▶ Passage provided:
9M13 core net profit of RM460.5m (+45.3% yoy) was in line with our expectations, accounting for 72% of HLIB but shy of street’s forecast by 6.7% if annualized.
9M12 results included one-off recognition of the sale of medical suites, which contributed revenue of RM1.2bn, EBITDA of RM238.3m and PAT of 193.6m.
Lower 2Q13 effective tax rate due to recognition of one-off tax credit of RM22.0m.
Within expectations.
None. However, management informed that the Board intends to introduce a dividend policy by 4Q13.
Inpatient admission volume: Both PPL Singapore and Malaysia were relatively flat with +1.0% and -2.3% respectively due to seasonality (Ramadhan and Hungry Ghost festivals). Acibadem also saw contraction of 7.3% chiefly due to summer months (less medical cases).
Average revenue per inpatient admission: all three home markets were in expansion modes with Singapore, Malaysia and Acibadem increased by 1.0%, 3.2% and 1.0% respectively. For PPL, this was mainly driven by more complex cases due to the availability of more sophisticated facilities and equipment while Acibadem adjusted pricing to counter Turkey’s exorbitant inflation rate of 7-8%.
3Q13 EBITDA increased by 30% yoy as 3 new hospitals (Mt. E. Novena, Acibadem Ankara and Acibadem Bodrum) which commenced operation in FY12 turned EBITDA positive.
Constructions of hospital are on schedule while newly expanded capacities are expected to draw higher inpatient admissions and subsequently drive revenue growth.
The concern of SGD appreciation impacting medical tourism did not materialize in 3Q13, but increased 9% qoq instead. IHH shared that medical tourists spiked up in the beginning of 4Q13 due to seasonality.
IHH expects higher salaries and wages to attract and retain staff as well as higher rental and operating costs under inflationary pressure. All these will eventually put pressure on EBITDA going forward.
Global population growth, ageing demographics, more affluent community, proliferation of medical tourism, overwhelming healthcare demand.
Regulatory / competitive / FOREX risks, increase in staff cost and unable to unlock the synergies of the enlarged entity.
Unchanged.
SELL, TP: RM3.29
Positives – strong brand name, booming of medical tourism, high demand for quality healthcare services, continuous expansions and complemented by education arm.
Negatives – high staff cost and retention of reputational medical practitioners.
Maintain SELL call with unchanged SOP-derived fair value of RM3.29 (see Figure #4) as we believe current valuations are ahead of fundamentals.

▶ Material provided:
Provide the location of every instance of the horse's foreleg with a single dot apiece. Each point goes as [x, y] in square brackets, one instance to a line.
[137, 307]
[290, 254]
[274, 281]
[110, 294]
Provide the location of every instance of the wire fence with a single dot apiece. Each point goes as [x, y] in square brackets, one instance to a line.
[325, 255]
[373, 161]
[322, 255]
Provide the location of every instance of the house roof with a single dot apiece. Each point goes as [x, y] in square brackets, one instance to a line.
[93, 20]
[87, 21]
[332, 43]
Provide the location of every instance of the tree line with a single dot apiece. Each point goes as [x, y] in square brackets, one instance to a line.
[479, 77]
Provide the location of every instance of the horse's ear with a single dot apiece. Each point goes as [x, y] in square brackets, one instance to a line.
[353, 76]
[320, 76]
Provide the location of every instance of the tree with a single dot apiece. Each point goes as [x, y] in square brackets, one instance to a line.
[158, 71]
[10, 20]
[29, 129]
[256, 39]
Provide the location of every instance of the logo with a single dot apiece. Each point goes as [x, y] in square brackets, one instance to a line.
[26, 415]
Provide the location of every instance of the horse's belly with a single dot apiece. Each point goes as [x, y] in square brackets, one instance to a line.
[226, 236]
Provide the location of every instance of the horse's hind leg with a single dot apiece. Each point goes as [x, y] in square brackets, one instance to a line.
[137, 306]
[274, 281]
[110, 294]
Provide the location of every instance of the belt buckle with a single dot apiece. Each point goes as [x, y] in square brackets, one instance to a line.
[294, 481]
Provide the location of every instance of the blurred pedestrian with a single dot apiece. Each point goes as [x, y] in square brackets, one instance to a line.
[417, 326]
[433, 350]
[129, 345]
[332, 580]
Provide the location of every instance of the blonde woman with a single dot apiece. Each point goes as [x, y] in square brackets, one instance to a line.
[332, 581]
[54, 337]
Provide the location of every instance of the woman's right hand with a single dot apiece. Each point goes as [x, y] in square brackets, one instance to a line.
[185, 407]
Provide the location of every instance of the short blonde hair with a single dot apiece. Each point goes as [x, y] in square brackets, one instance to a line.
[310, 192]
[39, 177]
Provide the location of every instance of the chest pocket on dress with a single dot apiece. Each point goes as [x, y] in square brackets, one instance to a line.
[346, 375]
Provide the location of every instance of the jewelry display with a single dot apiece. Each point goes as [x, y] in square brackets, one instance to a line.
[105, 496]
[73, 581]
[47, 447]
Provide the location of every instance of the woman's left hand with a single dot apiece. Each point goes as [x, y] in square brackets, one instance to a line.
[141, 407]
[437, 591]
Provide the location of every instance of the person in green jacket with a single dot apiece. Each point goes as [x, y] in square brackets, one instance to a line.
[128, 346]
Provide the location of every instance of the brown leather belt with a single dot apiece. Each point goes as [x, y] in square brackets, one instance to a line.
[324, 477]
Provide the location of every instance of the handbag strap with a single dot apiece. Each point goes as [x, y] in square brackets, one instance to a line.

▶ Task directions: Using the IHH results report, explain in one to three sentences why 3Q13 EBITDA increased by 30% year on year. The records have no connection to the text.

▶ Answer section: EBITDA rose because three new hospitals that began operating in FY12 turned EBITDA positive. These were Mt. E. Novena, Acibadem Ankara and Acibadem Bodrum.